EXERCISE GOAL: Can you write out the listing below again with "rear fender" swapped for "front bumper", leaving everything else the same?

RECORDS TO PROCESS:
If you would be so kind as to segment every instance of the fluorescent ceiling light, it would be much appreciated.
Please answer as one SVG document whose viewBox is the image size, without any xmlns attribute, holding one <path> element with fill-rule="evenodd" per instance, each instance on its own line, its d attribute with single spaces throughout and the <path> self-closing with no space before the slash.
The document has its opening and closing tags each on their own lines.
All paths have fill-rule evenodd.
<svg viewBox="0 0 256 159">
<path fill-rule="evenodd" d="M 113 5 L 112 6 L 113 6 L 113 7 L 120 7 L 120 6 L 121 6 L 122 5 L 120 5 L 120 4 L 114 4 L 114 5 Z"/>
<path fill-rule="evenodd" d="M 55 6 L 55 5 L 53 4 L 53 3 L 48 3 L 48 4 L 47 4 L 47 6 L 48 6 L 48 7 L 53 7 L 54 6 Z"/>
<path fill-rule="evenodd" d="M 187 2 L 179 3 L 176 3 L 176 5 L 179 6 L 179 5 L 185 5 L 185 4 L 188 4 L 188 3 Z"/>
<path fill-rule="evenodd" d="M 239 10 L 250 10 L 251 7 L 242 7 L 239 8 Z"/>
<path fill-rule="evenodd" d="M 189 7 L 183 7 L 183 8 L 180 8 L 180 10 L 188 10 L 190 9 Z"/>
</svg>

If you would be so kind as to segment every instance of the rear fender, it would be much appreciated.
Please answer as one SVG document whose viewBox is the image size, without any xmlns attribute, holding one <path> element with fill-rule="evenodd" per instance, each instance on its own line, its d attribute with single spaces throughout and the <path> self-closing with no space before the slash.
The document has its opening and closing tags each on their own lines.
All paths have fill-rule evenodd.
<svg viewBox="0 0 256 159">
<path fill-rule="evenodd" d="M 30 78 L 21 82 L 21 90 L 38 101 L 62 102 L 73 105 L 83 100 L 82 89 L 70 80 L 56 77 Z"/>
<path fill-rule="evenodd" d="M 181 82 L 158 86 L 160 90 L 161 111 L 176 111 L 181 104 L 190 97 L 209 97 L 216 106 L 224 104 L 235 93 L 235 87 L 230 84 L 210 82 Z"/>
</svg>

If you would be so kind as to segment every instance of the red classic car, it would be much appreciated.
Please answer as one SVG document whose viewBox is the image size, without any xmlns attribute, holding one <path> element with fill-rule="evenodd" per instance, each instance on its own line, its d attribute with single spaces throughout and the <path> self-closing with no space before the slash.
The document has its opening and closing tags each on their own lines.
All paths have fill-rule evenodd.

TASK RESPONSE:
If you would be so kind as to segment every instance of the fluorescent ceiling light, it would be much appreciated.
Please answer as one SVG document whose viewBox is the image size, without any xmlns attribute, holding one <path> element with fill-rule="evenodd" per instance, each instance on its own line, its d attribute with single spaces throughout and the <path> self-closing with no space before the slash.
The document has its opening and closing tags each on their own lines.
All paths have fill-rule evenodd.
<svg viewBox="0 0 256 159">
<path fill-rule="evenodd" d="M 113 5 L 112 6 L 113 6 L 113 7 L 120 7 L 120 6 L 121 6 L 122 5 L 120 5 L 120 4 L 114 4 L 114 5 Z"/>
<path fill-rule="evenodd" d="M 55 6 L 55 5 L 53 4 L 53 3 L 48 3 L 48 4 L 47 4 L 47 6 L 48 6 L 48 7 L 53 7 L 54 6 Z"/>
<path fill-rule="evenodd" d="M 187 2 L 179 3 L 176 3 L 176 5 L 179 6 L 179 5 L 185 5 L 185 4 L 188 4 L 188 3 Z"/>
<path fill-rule="evenodd" d="M 239 10 L 250 10 L 251 7 L 242 7 L 239 8 Z"/>
<path fill-rule="evenodd" d="M 189 7 L 183 7 L 183 8 L 180 8 L 180 10 L 188 10 L 190 9 Z"/>
</svg>

If you would be so kind as to segment every instance of the front bumper, it would be much appreciated.
Please answer as one SVG document whose viewBox is the image size, without any xmlns attribute, holding one <path> element with fill-rule="evenodd" per instance, each instance on its own line, its d attribute with single spaces throughout and the <path> self-closing with no space before the slash.
The document has its opening and closing tags each on their own lines.
All paths have fill-rule evenodd.
<svg viewBox="0 0 256 159">
<path fill-rule="evenodd" d="M 30 78 L 21 82 L 21 90 L 38 101 L 62 102 L 73 105 L 83 100 L 82 89 L 70 80 L 56 77 Z"/>
<path fill-rule="evenodd" d="M 181 82 L 158 86 L 160 90 L 161 111 L 176 111 L 181 104 L 190 97 L 209 97 L 216 106 L 224 104 L 235 93 L 235 87 L 230 84 L 210 82 Z"/>
</svg>

If you would be so kind as to segment every instance of the red classic car, it would be much appreciated.
Please answer as one SVG document whose viewBox is the image size, without any xmlns attribute, holding one <path> element with fill-rule="evenodd" per instance, each instance on its own line, its d attribute with single spaces throughout and the <path> self-closing with no space before the slash.
The document has its opening and closing tags each on their own lines.
All paths have fill-rule evenodd.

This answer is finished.